[DOCUMENT SECTION start]
Author: Hiroshi Shirosaki
Status: Open
Priority: Normal
Assignee: 
Category: 
Target version: 


=begin
I suggest a patch to improve Windows IO performance.

Ruby's text mode IO is much slower than binary mode.
On Windows text mode is default, so Windows IO is slow.
I assume that's mainly because of CRLF linefeed code conversion.

My idea to improve IO performance is as below.
- Change default linefeed conversion from Universal newline to CRLF newline on Windows
- Use binary mode process with OS's text mode if only CRLF conversion is needed
- Use Ruby's text mode with universal newline conversion if encoding conversion is needed

Although that causes io.c code to be more complicated, IO with CRLF conversion performance seems to be improved much.
I confirmed "make test-all TEST=ruby" have been passed. There was 3 errors, but ruby without this patch had same errors.
I think this patch doesn't affect other OS.

Line endings of "p" or "puts" writing is LF on trunk, but CRLF on 1.8.7 or 1.9.2.
[DOCUMENT SECTION end]
[RECORDS SUPPLIED start]
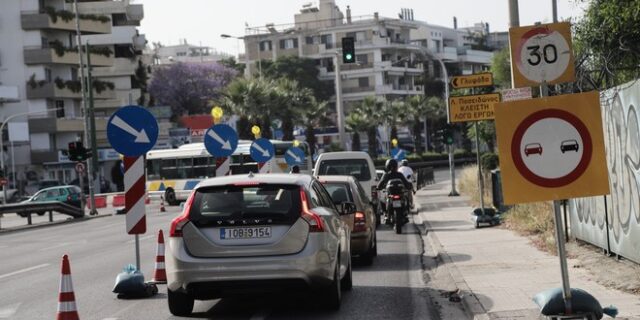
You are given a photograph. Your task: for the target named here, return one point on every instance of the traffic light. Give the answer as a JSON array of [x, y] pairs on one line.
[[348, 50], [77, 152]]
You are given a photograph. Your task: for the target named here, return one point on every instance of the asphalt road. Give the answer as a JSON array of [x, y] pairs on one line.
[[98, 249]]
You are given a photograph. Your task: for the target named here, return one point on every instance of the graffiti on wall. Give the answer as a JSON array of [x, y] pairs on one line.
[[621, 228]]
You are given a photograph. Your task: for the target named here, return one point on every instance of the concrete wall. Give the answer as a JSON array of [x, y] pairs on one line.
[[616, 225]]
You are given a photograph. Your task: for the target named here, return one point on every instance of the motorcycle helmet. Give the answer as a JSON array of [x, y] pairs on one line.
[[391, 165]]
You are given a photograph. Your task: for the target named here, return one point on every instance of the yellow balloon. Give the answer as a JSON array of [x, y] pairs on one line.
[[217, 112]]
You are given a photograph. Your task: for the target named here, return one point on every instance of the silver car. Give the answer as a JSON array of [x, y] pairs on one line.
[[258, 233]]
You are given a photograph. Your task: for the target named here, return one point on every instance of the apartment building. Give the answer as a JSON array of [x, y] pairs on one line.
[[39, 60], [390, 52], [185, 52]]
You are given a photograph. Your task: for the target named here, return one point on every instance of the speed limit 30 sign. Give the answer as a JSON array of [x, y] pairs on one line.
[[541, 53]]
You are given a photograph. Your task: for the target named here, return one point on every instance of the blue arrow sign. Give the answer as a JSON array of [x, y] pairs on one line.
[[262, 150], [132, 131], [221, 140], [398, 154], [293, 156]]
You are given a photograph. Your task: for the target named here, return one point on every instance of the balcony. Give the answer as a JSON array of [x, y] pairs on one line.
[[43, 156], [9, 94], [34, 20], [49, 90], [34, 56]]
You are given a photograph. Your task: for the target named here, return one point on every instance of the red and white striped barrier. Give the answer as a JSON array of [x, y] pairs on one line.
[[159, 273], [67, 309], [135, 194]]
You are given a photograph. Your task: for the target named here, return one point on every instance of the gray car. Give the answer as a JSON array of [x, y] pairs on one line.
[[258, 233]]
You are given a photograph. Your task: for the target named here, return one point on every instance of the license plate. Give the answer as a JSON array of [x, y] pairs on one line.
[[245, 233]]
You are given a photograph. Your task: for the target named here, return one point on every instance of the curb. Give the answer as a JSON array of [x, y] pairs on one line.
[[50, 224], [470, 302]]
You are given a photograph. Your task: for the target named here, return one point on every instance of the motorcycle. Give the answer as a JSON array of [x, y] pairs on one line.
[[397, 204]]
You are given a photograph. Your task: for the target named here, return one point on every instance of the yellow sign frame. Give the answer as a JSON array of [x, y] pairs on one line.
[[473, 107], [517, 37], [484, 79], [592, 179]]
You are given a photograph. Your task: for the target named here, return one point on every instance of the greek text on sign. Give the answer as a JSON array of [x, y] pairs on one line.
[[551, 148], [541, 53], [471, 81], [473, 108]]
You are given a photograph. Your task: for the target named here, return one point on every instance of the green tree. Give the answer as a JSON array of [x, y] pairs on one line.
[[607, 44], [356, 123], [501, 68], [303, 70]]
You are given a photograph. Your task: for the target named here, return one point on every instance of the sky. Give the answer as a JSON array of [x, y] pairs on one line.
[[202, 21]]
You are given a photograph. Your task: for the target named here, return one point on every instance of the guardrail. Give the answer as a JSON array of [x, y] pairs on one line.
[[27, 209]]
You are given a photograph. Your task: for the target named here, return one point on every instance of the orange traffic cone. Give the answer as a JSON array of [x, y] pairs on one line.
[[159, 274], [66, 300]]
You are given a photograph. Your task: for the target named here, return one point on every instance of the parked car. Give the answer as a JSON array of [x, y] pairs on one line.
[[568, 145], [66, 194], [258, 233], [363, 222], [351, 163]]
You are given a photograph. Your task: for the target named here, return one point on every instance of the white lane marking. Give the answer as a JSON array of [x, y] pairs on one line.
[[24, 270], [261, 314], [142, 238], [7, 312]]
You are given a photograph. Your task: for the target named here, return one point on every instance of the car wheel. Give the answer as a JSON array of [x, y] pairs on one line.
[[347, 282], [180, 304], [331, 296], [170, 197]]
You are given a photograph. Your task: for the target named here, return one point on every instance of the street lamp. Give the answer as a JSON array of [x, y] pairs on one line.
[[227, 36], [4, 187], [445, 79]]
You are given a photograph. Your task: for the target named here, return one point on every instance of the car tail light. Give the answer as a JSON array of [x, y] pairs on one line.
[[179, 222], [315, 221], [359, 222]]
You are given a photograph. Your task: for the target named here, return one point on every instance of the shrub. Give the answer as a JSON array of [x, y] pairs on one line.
[RECORDS SUPPLIED end]
→ **AIM OF THE TASK**
List every change the Windows IO performance issue report above proposes for improving IO performance.

→ **REPLY**
- Change default linefeed conversion from Universal newline to CRLF newline on Windows
- Use binary mode process with OS's text mode if only CRLF conversion is needed
- Use Ruby's text mode with universal newline conversion if encoding conversion is needed